> WHAT YOU ARE ASKED TO DO: Here are some records; copy every line that holds the word "shoe".
START PROVIDED DATA
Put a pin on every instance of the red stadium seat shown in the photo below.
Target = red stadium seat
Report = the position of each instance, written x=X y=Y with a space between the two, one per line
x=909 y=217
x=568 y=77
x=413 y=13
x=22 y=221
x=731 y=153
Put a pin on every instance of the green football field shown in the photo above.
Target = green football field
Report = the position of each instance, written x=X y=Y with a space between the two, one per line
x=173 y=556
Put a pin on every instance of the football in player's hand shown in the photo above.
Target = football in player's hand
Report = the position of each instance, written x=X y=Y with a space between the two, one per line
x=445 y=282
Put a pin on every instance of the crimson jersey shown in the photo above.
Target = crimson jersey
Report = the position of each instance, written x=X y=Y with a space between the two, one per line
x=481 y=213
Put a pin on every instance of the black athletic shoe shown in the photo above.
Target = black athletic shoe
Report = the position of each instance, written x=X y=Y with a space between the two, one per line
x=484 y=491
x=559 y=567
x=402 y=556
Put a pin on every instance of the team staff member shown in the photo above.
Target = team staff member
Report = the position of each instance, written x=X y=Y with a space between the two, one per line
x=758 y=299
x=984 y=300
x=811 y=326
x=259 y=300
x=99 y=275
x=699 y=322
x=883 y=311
END PROVIDED DATA
START PROVIDED DATA
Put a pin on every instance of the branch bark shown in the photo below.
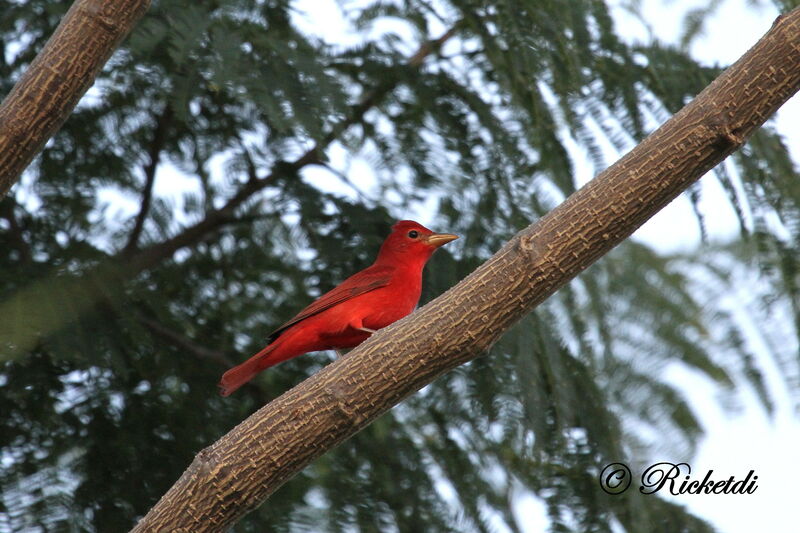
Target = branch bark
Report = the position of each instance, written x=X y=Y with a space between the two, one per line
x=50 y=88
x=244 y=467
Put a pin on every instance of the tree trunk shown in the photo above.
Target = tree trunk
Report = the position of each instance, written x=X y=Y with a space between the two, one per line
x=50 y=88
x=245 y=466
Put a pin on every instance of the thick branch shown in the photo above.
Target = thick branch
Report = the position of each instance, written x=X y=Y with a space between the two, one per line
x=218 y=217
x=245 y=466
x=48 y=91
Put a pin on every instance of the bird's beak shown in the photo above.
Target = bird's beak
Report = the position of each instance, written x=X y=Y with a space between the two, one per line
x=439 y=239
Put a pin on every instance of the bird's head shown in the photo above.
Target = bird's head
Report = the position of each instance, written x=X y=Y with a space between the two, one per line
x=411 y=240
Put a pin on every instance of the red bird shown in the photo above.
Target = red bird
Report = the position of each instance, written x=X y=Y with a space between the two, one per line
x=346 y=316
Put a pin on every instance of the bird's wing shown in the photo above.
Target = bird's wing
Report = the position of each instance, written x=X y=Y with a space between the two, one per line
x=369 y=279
END PROVIDED DATA
> FINAL ANSWER:
Put a pin on every instance of the black athletic shoe shown in the photo above.
Target = black athletic shoe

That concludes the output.